━━━━━ 読解文

パスの長所として,① 患者満足,② チーム医療,③ 業務改善,④ 臨床成績の向上,⑤ 在院日数の短縮,⑥ 経済的効果,⑦ スタッフ教育,⑧ ケアの質の均質化1,2)などが挙げられる.
短所は均一化の裏返しで,治療に対する効果はケースバイケースであり,パス通りにいかないものもあり,このような場合,患者を見失いスケジュールだけが一人歩きしてしまうことである.そのため,弾力的な運用やスタッフ間の十分なコミュニケーションが必要である1).
現在,実際にパスが使用されている疾患は外科,整形外科,循環器科,泌尿器科,産婦人科の手術と検査というように,急性期病院での外科系疾患の適応が多い3).
リハビリテーションの分野では,日本リハビリテーション医学会社会保険等委員会が平成13年に実施したリハビリテーション専門医の在籍するリハビリテーション施設でのアンケート調査で,パス実施状況が報告された.パスの実施状況は,実施に至らないが準備検討,準備中も含めると70%において検討,実施されている.脊髄損傷に関しては,パスを用いる対象疾患として10%を占め,骨関節・RA(関節リウマチ),脳血管障害の次に多く扱われていた.しかし,その具体的な内容や時期,効果については言及されていなかった4).

━━━━━━━━━━
━━━━━ 抽出データ

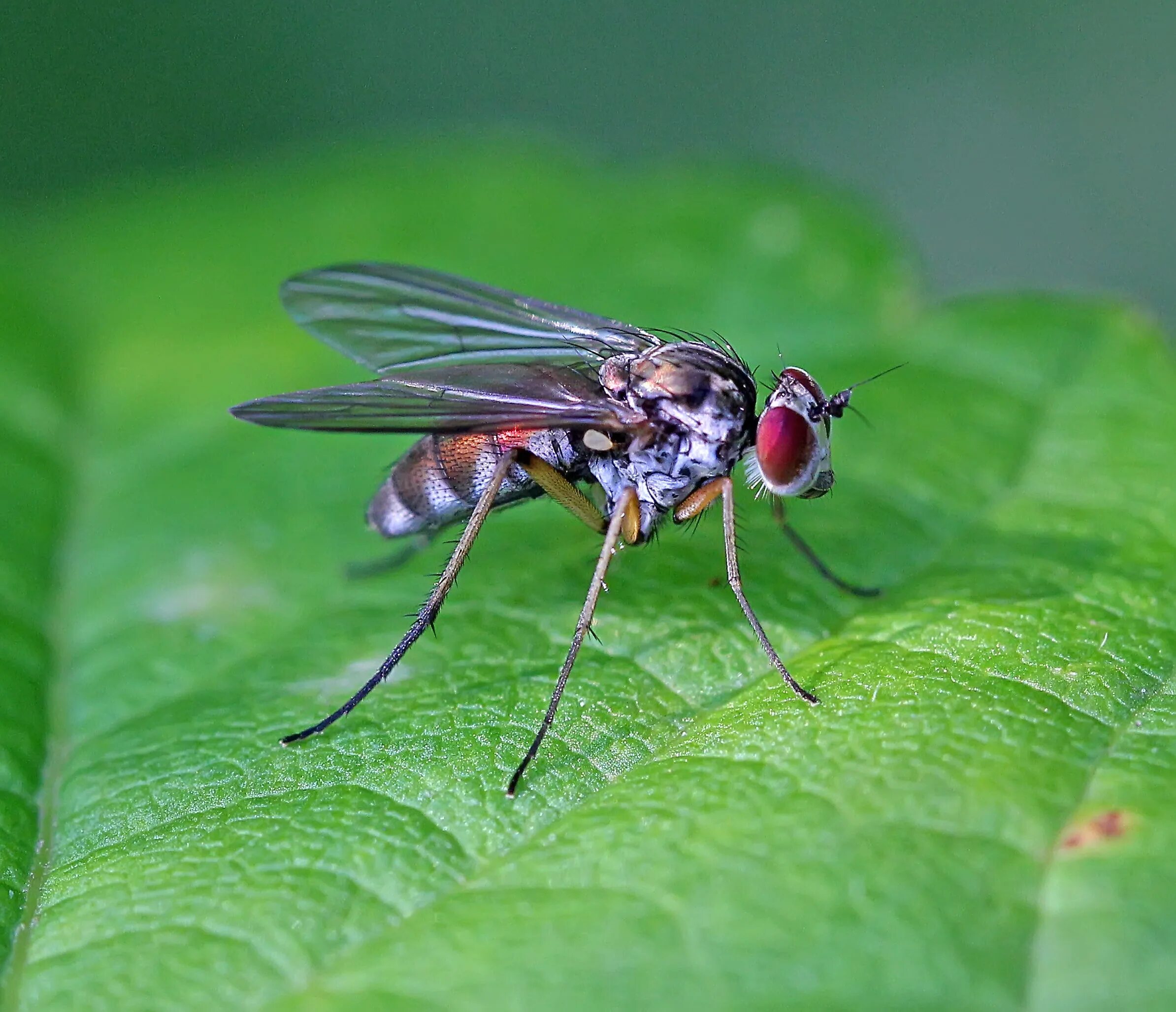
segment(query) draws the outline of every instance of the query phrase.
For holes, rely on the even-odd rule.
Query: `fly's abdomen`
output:
[[[586,454],[573,450],[563,429],[510,429],[501,433],[434,433],[395,464],[368,507],[368,523],[385,537],[435,530],[462,520],[486,491],[503,454],[526,448],[572,480],[581,476]],[[540,488],[513,467],[494,497],[495,505],[530,498]]]

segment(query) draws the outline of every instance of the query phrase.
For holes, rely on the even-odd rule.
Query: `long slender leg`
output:
[[[763,652],[768,655],[768,659],[783,676],[783,679],[791,686],[793,691],[809,703],[820,703],[821,701],[816,696],[807,689],[802,689],[797,681],[788,673],[784,662],[780,659],[776,648],[771,645],[768,634],[763,631],[760,619],[755,617],[751,605],[748,604],[747,597],[743,596],[743,581],[739,575],[739,551],[735,545],[735,485],[731,483],[731,480],[726,477],[715,478],[693,491],[674,510],[674,521],[682,523],[693,516],[697,516],[719,498],[720,495],[723,497],[723,545],[727,549],[727,582],[735,592],[735,599],[739,602],[739,606],[743,609],[743,616],[754,630],[756,639],[760,641]]]
[[[396,644],[396,649],[388,655],[375,675],[368,678],[360,690],[352,696],[350,699],[343,703],[342,706],[328,717],[323,717],[318,724],[294,735],[287,735],[282,738],[283,745],[289,745],[292,742],[301,742],[303,738],[318,735],[320,731],[323,731],[334,724],[340,717],[346,717],[350,713],[352,710],[363,702],[363,698],[373,689],[375,689],[376,685],[388,677],[392,669],[400,663],[400,658],[408,652],[408,648],[420,639],[421,634],[434,623],[437,614],[441,611],[441,605],[445,603],[446,595],[449,592],[454,581],[457,578],[457,572],[461,570],[462,563],[466,561],[466,556],[469,555],[469,549],[474,543],[474,538],[477,537],[477,532],[481,530],[482,523],[486,521],[490,510],[494,509],[494,497],[497,495],[499,487],[502,484],[502,480],[507,476],[507,471],[510,470],[514,463],[514,454],[510,453],[505,454],[495,465],[494,474],[490,475],[490,482],[486,487],[486,491],[483,491],[481,497],[477,500],[477,505],[474,507],[474,511],[470,514],[466,529],[462,531],[461,538],[457,541],[457,547],[453,550],[453,555],[449,556],[449,561],[441,571],[441,576],[437,577],[437,582],[433,585],[433,591],[429,594],[428,599],[421,605],[421,610],[416,612],[416,618],[409,626],[408,632],[406,632],[400,643]]]
[[[731,483],[730,478],[716,478],[716,481],[723,483],[723,545],[727,549],[727,582],[731,585],[731,590],[735,594],[735,599],[739,602],[739,606],[743,609],[743,616],[755,631],[756,639],[760,641],[763,652],[768,655],[768,659],[773,663],[775,669],[783,676],[783,679],[791,686],[793,691],[797,696],[809,703],[820,703],[821,701],[817,699],[816,696],[807,689],[803,689],[801,684],[788,673],[784,662],[780,659],[780,655],[776,654],[776,648],[771,645],[771,642],[768,639],[768,634],[763,631],[760,619],[755,617],[751,605],[748,604],[747,597],[743,596],[743,581],[739,575],[739,549],[735,545],[735,485]]]
[[[542,457],[530,450],[515,450],[519,467],[530,480],[547,492],[555,502],[582,523],[588,524],[596,534],[603,534],[607,524],[604,515],[589,502],[588,497],[572,482],[561,475]]]
[[[771,514],[775,516],[776,523],[780,524],[780,529],[788,535],[788,539],[795,545],[796,550],[813,563],[813,568],[834,587],[844,590],[847,594],[855,594],[858,597],[877,597],[882,592],[881,588],[877,587],[858,587],[856,583],[849,583],[829,569],[821,561],[821,556],[813,550],[809,543],[800,536],[796,528],[788,522],[784,515],[784,504],[779,498],[773,498],[771,501]]]
[[[580,609],[580,619],[576,622],[576,631],[572,637],[572,645],[568,648],[568,656],[563,662],[563,666],[560,669],[560,677],[555,682],[555,691],[552,692],[552,702],[547,708],[547,713],[543,715],[543,723],[539,725],[539,733],[535,735],[535,740],[530,743],[527,755],[523,756],[522,762],[519,764],[519,769],[515,770],[514,776],[510,778],[510,784],[507,786],[508,798],[513,798],[515,796],[515,790],[519,788],[519,780],[522,779],[522,775],[527,771],[527,766],[530,765],[530,760],[539,755],[539,746],[543,744],[543,738],[547,737],[552,722],[555,719],[555,711],[560,706],[560,697],[563,695],[563,686],[568,684],[568,676],[572,673],[572,665],[576,663],[576,655],[580,652],[580,644],[584,642],[584,636],[588,632],[588,628],[592,625],[593,612],[596,610],[596,601],[600,597],[601,588],[604,585],[604,576],[608,572],[608,563],[612,561],[613,555],[616,551],[617,542],[621,538],[621,524],[624,522],[626,515],[632,509],[630,503],[635,502],[636,497],[636,491],[633,489],[626,489],[621,494],[621,498],[617,501],[616,505],[613,508],[613,516],[609,518],[608,530],[604,532],[604,543],[600,549],[600,558],[596,559],[596,569],[592,575],[592,583],[588,584],[588,596],[584,598],[584,606]]]

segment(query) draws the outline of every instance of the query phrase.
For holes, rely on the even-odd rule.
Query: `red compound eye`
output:
[[[791,484],[808,465],[816,437],[808,418],[790,408],[769,408],[760,416],[755,456],[769,485]]]

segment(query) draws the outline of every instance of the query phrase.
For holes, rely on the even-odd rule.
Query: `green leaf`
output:
[[[0,291],[7,1010],[1171,1008],[1176,378],[1110,302],[924,307],[868,210],[733,168],[434,146],[9,221]],[[406,445],[242,425],[359,377],[278,282],[387,259],[860,391],[835,495],[623,552],[529,744],[595,538],[492,518],[439,623],[330,733],[443,559],[377,556]],[[783,358],[777,357],[777,348]],[[761,375],[764,375],[762,371]],[[7,896],[6,896],[7,893]]]

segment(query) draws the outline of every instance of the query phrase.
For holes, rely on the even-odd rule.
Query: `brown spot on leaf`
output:
[[[1131,827],[1131,819],[1121,809],[1111,809],[1109,812],[1101,812],[1091,816],[1081,823],[1067,826],[1058,843],[1062,851],[1084,850],[1089,846],[1117,839]]]

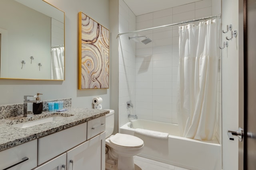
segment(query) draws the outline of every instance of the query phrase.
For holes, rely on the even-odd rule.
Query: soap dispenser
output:
[[[43,112],[43,102],[41,100],[39,95],[41,94],[38,93],[36,98],[36,102],[33,103],[33,113],[34,114],[41,114]]]

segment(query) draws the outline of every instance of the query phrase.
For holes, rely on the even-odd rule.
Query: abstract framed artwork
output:
[[[109,88],[109,30],[80,12],[78,89]]]

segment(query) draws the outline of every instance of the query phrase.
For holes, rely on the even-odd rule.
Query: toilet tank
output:
[[[114,113],[115,111],[111,109],[106,109],[109,110],[109,113],[106,115],[106,138],[109,137],[114,131]]]

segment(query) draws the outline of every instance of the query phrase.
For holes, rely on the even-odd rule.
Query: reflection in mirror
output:
[[[64,80],[64,12],[42,0],[1,0],[0,15],[0,78]]]

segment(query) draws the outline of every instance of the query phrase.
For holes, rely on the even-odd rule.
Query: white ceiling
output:
[[[201,0],[124,0],[136,16]]]

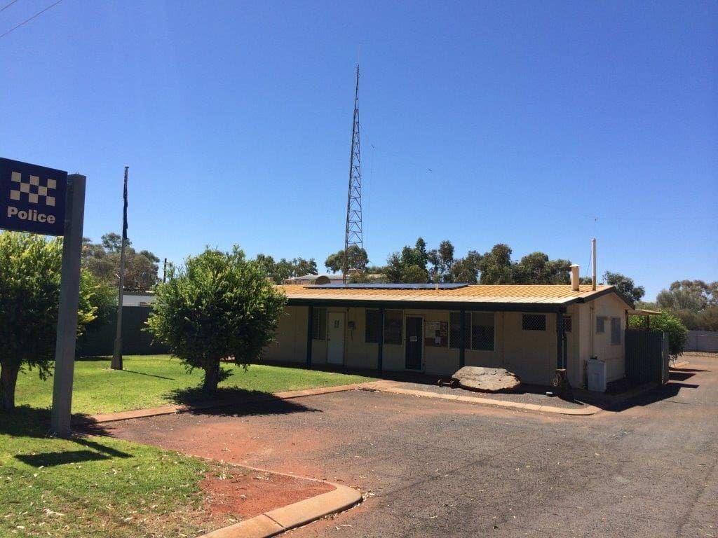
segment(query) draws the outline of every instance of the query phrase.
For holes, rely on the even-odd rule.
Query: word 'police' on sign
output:
[[[0,158],[0,228],[62,235],[67,173]]]

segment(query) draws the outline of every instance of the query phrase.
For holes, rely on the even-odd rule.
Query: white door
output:
[[[330,364],[344,364],[344,313],[330,312],[327,315],[327,362]]]

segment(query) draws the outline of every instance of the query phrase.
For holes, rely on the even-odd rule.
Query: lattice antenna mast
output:
[[[364,247],[361,221],[361,159],[359,144],[359,66],[354,95],[354,124],[352,127],[352,150],[349,158],[349,192],[347,197],[347,225],[344,234],[344,263],[342,280],[347,282],[349,273],[349,249]]]

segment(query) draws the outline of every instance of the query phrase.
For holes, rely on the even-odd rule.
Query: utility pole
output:
[[[122,246],[120,249],[120,285],[117,299],[117,333],[115,337],[115,349],[112,354],[110,367],[113,370],[122,369],[122,296],[125,287],[125,246],[127,244],[127,171],[125,166],[125,186],[123,191],[122,209]]]
[[[349,192],[347,196],[347,222],[344,233],[344,263],[342,281],[347,283],[350,247],[364,247],[361,216],[361,159],[359,144],[359,65],[357,65],[356,90],[354,94],[354,122],[352,148],[349,156]]]

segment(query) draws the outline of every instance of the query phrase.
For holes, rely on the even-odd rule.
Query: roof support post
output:
[[[312,368],[312,335],[314,333],[314,306],[309,307],[307,318],[307,367]]]
[[[559,369],[566,369],[566,351],[564,343],[566,340],[566,332],[564,331],[564,313],[559,311],[556,313],[556,367]]]
[[[466,342],[464,341],[464,334],[466,332],[466,311],[462,309],[459,312],[461,320],[459,326],[459,367],[466,366]]]
[[[376,351],[376,369],[381,374],[384,369],[384,307],[379,308],[379,342]]]

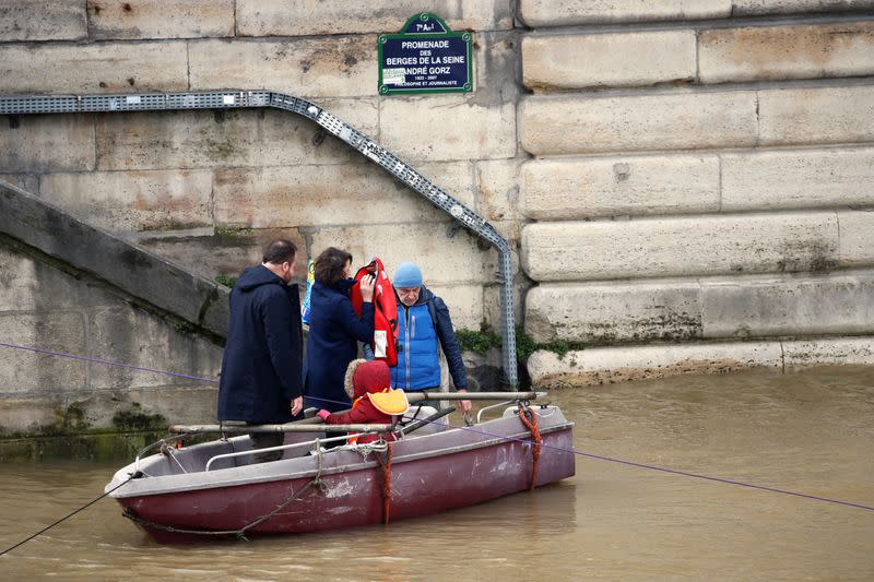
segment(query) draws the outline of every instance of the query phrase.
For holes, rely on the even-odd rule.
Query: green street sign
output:
[[[416,14],[377,43],[380,95],[473,91],[473,35],[453,33],[436,14]]]

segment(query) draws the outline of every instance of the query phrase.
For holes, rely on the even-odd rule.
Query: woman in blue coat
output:
[[[343,385],[346,368],[358,355],[358,342],[374,337],[373,276],[362,280],[362,314],[355,313],[350,289],[352,254],[329,247],[316,259],[316,281],[310,295],[309,335],[307,337],[307,406],[330,412],[349,408],[352,402]]]

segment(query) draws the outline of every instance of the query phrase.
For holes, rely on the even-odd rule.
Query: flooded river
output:
[[[874,370],[557,391],[597,455],[874,506]],[[127,462],[127,461],[125,461]],[[125,464],[0,467],[0,549]],[[874,580],[874,511],[578,456],[577,476],[426,519],[158,546],[104,499],[0,557],[9,580]]]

━━━━━━━━━━

■ 作業指示:
パスの長所と短所や実施状況を述べた文章を、最後の文の後から続けて書くこと。

■ 解答例:
実際,脊髄損傷は,損傷高位により重症度,介護度,合併症の発生率,リハビリテーションの内容が異なり,完全損傷と不全損傷でも治療内容は大きく異なる.さらに,頸髄損傷では,呼吸器合併症,循環不全,褥瘡,呼吸器感染症,尿路感染症などがバリアンスの原因となる.このように,脊髄損傷ではバリアンスが多いことからパスの作成は困難と言われており5),バリアンスへの対応が必要不可欠である.
神奈川リハビリテーション病院(以下,当院)では,1999年に80床を有する脊髄損傷専門病棟が開設され,受傷後1~2か月後を中心とした亜急性期の脊髄損傷患者を主に受け入れている.当院では亜急性期の脊髄損傷患者に対しパスを活用しているが,このバリアンスの多い脊髄損傷に対し,どのようにパスを活用しているか述べていきたい.